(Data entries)

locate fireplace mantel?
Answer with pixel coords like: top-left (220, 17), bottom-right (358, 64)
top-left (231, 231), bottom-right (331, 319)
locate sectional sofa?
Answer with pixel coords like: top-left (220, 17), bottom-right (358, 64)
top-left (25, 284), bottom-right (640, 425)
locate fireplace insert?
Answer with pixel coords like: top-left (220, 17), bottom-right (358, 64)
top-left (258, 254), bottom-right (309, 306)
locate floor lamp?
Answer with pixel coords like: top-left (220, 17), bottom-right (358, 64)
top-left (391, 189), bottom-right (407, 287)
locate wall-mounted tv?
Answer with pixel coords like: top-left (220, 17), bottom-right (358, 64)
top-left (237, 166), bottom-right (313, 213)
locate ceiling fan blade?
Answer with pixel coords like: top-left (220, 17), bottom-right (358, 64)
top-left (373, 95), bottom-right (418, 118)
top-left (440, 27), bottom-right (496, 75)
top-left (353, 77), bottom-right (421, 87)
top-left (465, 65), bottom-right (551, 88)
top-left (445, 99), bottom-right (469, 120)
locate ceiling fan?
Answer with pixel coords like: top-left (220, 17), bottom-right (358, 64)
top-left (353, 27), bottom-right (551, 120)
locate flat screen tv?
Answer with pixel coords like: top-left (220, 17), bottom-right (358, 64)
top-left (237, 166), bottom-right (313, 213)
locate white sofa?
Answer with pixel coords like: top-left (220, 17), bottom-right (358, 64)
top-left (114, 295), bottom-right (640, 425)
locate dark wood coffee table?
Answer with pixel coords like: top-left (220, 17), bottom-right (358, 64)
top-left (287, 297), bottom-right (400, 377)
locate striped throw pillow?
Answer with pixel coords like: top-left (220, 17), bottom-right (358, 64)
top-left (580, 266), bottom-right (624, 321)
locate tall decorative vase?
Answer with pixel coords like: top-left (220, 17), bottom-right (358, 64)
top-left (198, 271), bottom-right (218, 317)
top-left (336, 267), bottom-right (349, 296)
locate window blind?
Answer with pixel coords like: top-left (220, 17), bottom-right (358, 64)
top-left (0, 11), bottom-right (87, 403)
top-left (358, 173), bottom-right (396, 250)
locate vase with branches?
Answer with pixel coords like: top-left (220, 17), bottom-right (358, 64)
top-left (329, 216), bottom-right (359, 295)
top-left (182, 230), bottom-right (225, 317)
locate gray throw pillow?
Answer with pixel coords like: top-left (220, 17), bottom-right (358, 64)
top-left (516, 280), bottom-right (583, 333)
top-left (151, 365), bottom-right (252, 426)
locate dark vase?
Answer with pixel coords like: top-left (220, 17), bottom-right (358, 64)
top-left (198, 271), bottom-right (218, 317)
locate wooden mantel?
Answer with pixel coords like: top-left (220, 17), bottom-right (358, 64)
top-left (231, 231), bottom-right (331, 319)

WHAT THE TASK ASKS
Return, unchanged, the stretch of lines above from the one containing "locate white sofa?" through the one containing "top-left (358, 173), bottom-right (396, 250)", including both of those lines.

PROBLEM SOLUTION
locate white sofa?
Answer with pixel coords like: top-left (220, 17), bottom-right (358, 64)
top-left (114, 295), bottom-right (640, 425)
locate dark wood coffee table?
Answer with pixel coords like: top-left (220, 17), bottom-right (358, 64)
top-left (287, 297), bottom-right (400, 377)
locate striped throw pillow?
Answer with pixel coords like: top-left (220, 17), bottom-right (358, 64)
top-left (580, 266), bottom-right (624, 321)
locate tall decorative vase?
Answer with pixel coords like: top-left (220, 17), bottom-right (358, 64)
top-left (198, 271), bottom-right (218, 317)
top-left (336, 267), bottom-right (349, 296)
locate window blind?
Answer with pixel coords like: top-left (220, 17), bottom-right (358, 64)
top-left (0, 11), bottom-right (87, 403)
top-left (358, 173), bottom-right (396, 250)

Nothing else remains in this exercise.